### Problem requirements:
Rewrite all of the data below with "rough mask" swapped for "coarse mask" and everything else unchanged. Omit the pictures.

*** Supplied material Section Begins ***

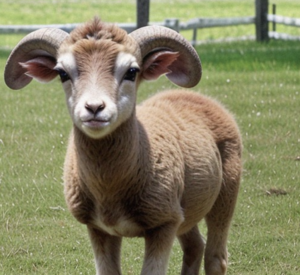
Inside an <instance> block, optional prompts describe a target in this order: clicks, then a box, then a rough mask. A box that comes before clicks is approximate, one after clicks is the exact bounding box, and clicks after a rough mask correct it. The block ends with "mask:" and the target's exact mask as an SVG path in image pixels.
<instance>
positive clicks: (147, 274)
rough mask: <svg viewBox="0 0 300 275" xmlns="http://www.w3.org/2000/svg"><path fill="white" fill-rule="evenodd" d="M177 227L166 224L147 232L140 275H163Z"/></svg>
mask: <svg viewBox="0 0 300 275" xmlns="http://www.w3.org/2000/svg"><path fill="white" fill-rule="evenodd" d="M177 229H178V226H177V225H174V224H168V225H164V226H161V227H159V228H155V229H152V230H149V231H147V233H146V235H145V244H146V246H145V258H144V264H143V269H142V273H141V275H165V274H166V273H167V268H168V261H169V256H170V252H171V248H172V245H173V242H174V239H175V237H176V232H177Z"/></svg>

*** Supplied material Section Ends ***

### Result:
Inside an <instance> block, optional prompts describe a target in this order: clicks, then a box, then a coarse mask. A box that comes before clicks is approximate, one after clicks is the exact bounding box, and clicks after a coarse mask correct it. The block ends with "mask:" and the target's exact mask as an SVG path in image pixels.
<instance>
positive clicks: (147, 274)
coarse mask: <svg viewBox="0 0 300 275" xmlns="http://www.w3.org/2000/svg"><path fill="white" fill-rule="evenodd" d="M177 227L166 224L147 232L140 275H163Z"/></svg>
mask: <svg viewBox="0 0 300 275" xmlns="http://www.w3.org/2000/svg"><path fill="white" fill-rule="evenodd" d="M177 229H178V226H177V225H174V224H168V225H164V226H161V227H159V228H155V229H152V230H149V231H147V233H146V235H145V244H146V246H145V258H144V264H143V269H142V273H141V275H165V274H166V273H167V268H168V261H169V256H170V252H171V248H172V245H173V242H174V239H175V237H176V232H177Z"/></svg>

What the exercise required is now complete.